WORK ORDER → Reproduce the listing in its entirety. Do not reproduce the pictures.
[Opening SOURCE INFORMATION section]
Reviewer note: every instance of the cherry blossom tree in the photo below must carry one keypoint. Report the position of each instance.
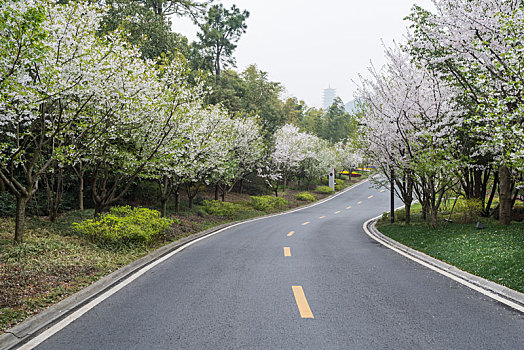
(478, 45)
(411, 119)
(47, 86)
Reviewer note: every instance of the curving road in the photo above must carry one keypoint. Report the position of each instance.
(338, 289)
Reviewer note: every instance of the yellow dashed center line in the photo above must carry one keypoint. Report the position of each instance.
(303, 306)
(287, 251)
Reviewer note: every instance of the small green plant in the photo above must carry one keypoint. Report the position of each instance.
(324, 190)
(124, 225)
(306, 197)
(225, 209)
(268, 203)
(468, 209)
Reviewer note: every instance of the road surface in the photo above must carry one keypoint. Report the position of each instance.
(311, 279)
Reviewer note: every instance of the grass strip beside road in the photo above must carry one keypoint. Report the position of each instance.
(495, 253)
(54, 263)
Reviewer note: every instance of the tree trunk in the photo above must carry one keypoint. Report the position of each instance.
(21, 203)
(492, 195)
(505, 196)
(434, 213)
(163, 203)
(424, 211)
(99, 208)
(81, 191)
(177, 200)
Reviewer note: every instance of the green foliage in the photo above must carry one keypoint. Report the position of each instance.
(225, 209)
(219, 34)
(324, 190)
(268, 203)
(470, 209)
(306, 197)
(124, 225)
(494, 253)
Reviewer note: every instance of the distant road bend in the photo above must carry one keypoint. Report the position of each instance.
(310, 279)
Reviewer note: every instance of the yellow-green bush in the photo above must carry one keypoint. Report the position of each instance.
(124, 225)
(468, 209)
(268, 203)
(324, 190)
(305, 196)
(225, 209)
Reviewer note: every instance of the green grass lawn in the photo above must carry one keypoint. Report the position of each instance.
(495, 253)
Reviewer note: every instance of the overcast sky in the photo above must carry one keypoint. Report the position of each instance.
(308, 45)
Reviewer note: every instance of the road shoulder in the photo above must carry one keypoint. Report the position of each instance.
(491, 289)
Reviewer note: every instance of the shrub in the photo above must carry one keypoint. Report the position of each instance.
(124, 225)
(225, 209)
(305, 196)
(324, 190)
(470, 209)
(268, 203)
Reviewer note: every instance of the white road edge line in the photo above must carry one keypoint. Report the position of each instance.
(78, 313)
(442, 272)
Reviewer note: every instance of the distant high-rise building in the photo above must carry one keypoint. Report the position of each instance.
(328, 98)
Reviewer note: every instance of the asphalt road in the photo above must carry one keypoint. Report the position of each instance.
(238, 290)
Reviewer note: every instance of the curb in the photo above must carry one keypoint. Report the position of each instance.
(30, 328)
(502, 294)
(24, 331)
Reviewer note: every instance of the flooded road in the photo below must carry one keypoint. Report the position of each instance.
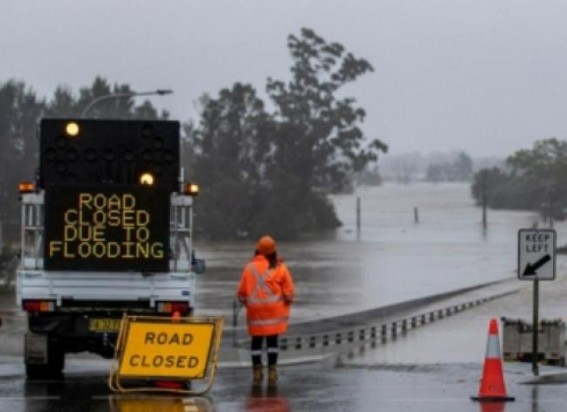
[Closing SOURCE INFORMATION section]
TASK RESPONSE →
Reviewer note: every instance of the cherry blossom tree in the photo below must carry one keypoint. Report the position of each instance.
(478, 45)
(411, 119)
(47, 86)
Reviewer note: every instance of the curving road in the photo above must carry one keypoint. Report the position of each instance.
(338, 289)
Reviewer note: every instance of the yellow dashed center line in the photo above must carry one keypoint. Report the position of each instance.
(303, 306)
(287, 251)
Reviewer note: every instance of the small green plant in the photo above must carry one keypoint. Report the position of each instance.
(324, 190)
(124, 225)
(306, 197)
(225, 209)
(268, 203)
(468, 209)
Reviewer note: every instance of the road surface in the photo above must carry one keypoint. Report the position of each instance.
(311, 279)
Reviewer note: every instance of the grass strip beside road in the photo above must carry one keypoint. Report the position of each instance.
(495, 253)
(54, 263)
Reviewer note: every instance of the tree trunk in the photo above must carry one keypoint. Report the position of each instance.
(21, 203)
(492, 195)
(505, 196)
(434, 213)
(163, 203)
(424, 211)
(99, 208)
(81, 191)
(177, 200)
Reviewer note: every instance of the green foliage in the photo above must carry one keypoint. Report the position of each instance.
(225, 209)
(219, 34)
(324, 190)
(268, 203)
(470, 209)
(306, 197)
(124, 225)
(494, 253)
Reviewer note: every instance of the distant road bend in the photo above must carry one keypoint. Report the position of each instance.
(310, 279)
Reviewer note: every instance of the yellow-green bush in the photo above must carry one keypoint. Report the position of each instance.
(124, 225)
(468, 209)
(268, 203)
(324, 190)
(305, 196)
(225, 209)
Reviewer note: every instance of the green grass lawn in the photo above must carry one keypoint. Report the position of each instance.
(495, 253)
Reviewer note: every instance of the overcast sky in the photo above must carry one keypoint. Report the position of each instance.
(308, 45)
Reviewer note: every instance of the road shoulder in the photo above must carry one keypoint. Report the position of each instance.
(491, 289)
Reviewer note: every instance of the shrub in the photo above must carry one keypoint. Report the position of each instance.
(124, 225)
(225, 209)
(305, 196)
(324, 190)
(470, 209)
(268, 203)
Reviewer note: every instance of the white road edge line in the photo above must carry one keypoint. Report the position of each instance.
(78, 313)
(442, 272)
Reviewer note: every instance of the distant high-rise building in the photo above must carry one keypoint. Report the position of each instance.
(328, 98)
Reviewer note: every instance of the asphalt road in the photo above must carry one keypoint. Report the position of each instance.
(238, 290)
Reviewer note: every instance of the curb in the photo above must carry one keypoint. Report the position of each instance.
(30, 328)
(502, 294)
(24, 331)
Reviewer note: every instance of the flooded road in the photo below must carry one keypoint. Report the position of each instance.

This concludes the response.